= Given task =
Print every one of the records below word for word, keeping each line unchanged.

= Information shown =
+ + + +

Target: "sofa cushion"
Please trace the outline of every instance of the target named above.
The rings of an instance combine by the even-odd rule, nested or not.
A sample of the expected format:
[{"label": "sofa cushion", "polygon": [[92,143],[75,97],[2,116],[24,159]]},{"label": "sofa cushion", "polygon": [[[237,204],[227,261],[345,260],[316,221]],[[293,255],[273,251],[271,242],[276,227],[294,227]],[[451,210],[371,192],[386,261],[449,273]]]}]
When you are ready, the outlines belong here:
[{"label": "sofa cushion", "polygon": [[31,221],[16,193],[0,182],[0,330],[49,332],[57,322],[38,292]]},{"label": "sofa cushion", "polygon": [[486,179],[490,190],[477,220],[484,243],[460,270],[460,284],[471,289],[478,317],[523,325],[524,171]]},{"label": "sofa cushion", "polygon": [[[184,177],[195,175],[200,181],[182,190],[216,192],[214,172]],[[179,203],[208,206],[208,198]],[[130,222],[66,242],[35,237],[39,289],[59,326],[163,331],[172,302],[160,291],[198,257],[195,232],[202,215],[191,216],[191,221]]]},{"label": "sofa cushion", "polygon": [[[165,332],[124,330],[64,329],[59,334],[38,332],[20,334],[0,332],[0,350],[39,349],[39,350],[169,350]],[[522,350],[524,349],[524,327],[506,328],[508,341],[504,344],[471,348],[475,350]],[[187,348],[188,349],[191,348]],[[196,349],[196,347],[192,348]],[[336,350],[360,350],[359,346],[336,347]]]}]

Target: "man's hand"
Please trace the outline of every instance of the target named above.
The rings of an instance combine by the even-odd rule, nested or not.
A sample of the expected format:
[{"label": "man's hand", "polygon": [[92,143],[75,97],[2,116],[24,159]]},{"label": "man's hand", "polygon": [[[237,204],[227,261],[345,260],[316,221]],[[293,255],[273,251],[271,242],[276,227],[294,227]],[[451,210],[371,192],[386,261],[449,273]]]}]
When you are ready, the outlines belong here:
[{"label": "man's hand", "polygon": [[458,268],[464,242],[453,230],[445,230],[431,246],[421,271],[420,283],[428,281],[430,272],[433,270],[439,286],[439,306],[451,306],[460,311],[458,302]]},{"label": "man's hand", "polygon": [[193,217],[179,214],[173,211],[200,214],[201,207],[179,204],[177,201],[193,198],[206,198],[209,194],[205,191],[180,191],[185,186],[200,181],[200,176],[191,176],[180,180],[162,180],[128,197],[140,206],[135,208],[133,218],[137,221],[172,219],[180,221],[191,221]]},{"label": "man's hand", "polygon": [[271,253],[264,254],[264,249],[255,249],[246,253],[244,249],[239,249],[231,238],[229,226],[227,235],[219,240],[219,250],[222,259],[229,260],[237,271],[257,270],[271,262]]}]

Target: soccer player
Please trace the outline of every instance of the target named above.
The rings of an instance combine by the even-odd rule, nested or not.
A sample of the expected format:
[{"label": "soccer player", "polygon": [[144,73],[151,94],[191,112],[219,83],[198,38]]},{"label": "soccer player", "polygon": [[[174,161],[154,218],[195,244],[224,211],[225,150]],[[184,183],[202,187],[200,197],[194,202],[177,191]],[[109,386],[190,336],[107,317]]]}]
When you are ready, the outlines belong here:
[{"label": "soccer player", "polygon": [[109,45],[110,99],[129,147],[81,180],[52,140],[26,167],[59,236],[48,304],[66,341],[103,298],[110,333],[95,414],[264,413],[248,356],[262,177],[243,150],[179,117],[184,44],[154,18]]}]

+ + + +

= Solution to the problem =
Target: "sofa cushion"
Please trace the outline of every instance of the target named above.
The rings of an instance combine by the even-odd rule, nested or not.
A sample of the expected format:
[{"label": "sofa cushion", "polygon": [[92,143],[75,97],[2,116],[24,159]]},{"label": "sofa cushion", "polygon": [[[237,204],[227,261],[345,260],[316,221]],[[293,255],[273,251],[271,242],[276,227],[294,227]],[[451,210],[371,192],[386,261],[449,273]]]}]
When you are ready, the outlines belong here:
[{"label": "sofa cushion", "polygon": [[31,221],[16,193],[0,182],[0,330],[49,332],[57,322],[38,292]]},{"label": "sofa cushion", "polygon": [[486,179],[490,190],[477,220],[484,243],[460,270],[460,284],[471,289],[478,317],[523,325],[524,171]]},{"label": "sofa cushion", "polygon": [[[184,177],[195,175],[200,181],[182,190],[216,192],[214,172]],[[179,203],[208,206],[208,198]],[[130,222],[66,242],[35,237],[39,289],[59,326],[163,331],[172,302],[160,291],[198,257],[195,232],[202,215],[191,216],[191,221]]]},{"label": "sofa cushion", "polygon": [[[165,332],[124,330],[64,329],[59,334],[38,332],[20,334],[0,332],[0,350],[39,349],[39,350],[169,350]],[[522,350],[524,349],[524,327],[506,328],[508,341],[504,344],[471,348],[475,350]],[[187,348],[188,349],[191,348]],[[196,349],[196,347],[192,348]],[[336,350],[360,350],[359,346],[336,347]]]}]

Target: "man's hand"
Please trace the outline of every instance of the target named above.
The rings of an instance combine by the even-odd rule, nested or not.
A sample of the expected format:
[{"label": "man's hand", "polygon": [[92,143],[75,97],[2,116],[24,159]]},{"label": "man's hand", "polygon": [[[237,204],[227,261],[345,260],[316,221]],[[293,255],[273,251],[271,242],[276,227],[294,227]],[[451,210],[371,192],[386,261],[449,273]]]}]
When you are ready, the outlines belong here:
[{"label": "man's hand", "polygon": [[458,268],[464,242],[453,230],[445,230],[431,246],[421,271],[420,283],[428,281],[430,272],[433,270],[439,286],[439,306],[451,306],[460,311],[458,302]]},{"label": "man's hand", "polygon": [[193,217],[179,214],[173,211],[200,214],[201,207],[179,204],[177,201],[193,198],[206,198],[209,194],[205,191],[180,191],[185,186],[200,181],[200,176],[191,176],[180,180],[162,180],[128,197],[140,206],[135,208],[133,218],[137,221],[172,219],[180,221],[191,221]]},{"label": "man's hand", "polygon": [[271,253],[264,254],[264,249],[255,249],[246,253],[244,249],[239,249],[231,238],[229,226],[227,235],[219,240],[219,250],[222,259],[229,260],[237,271],[257,270],[271,262]]}]

Target: soccer player
Please trace the outline of every instance of the target named above.
The rings of an instance combine by the even-odd rule, nested or not.
A sample of the expected format:
[{"label": "soccer player", "polygon": [[144,73],[151,94],[191,112],[219,83],[198,38]]},{"label": "soccer player", "polygon": [[[174,161],[154,218],[195,244],[224,211],[225,150]],[[184,183],[202,187],[200,197],[194,202],[177,191]],[[109,386],[190,336],[107,317]]]}]
When you are ready, the outlines belong here:
[{"label": "soccer player", "polygon": [[109,45],[110,99],[129,147],[81,180],[52,140],[26,167],[59,236],[48,304],[66,341],[103,298],[110,333],[95,414],[264,413],[248,356],[262,177],[243,150],[179,117],[184,44],[154,18]]}]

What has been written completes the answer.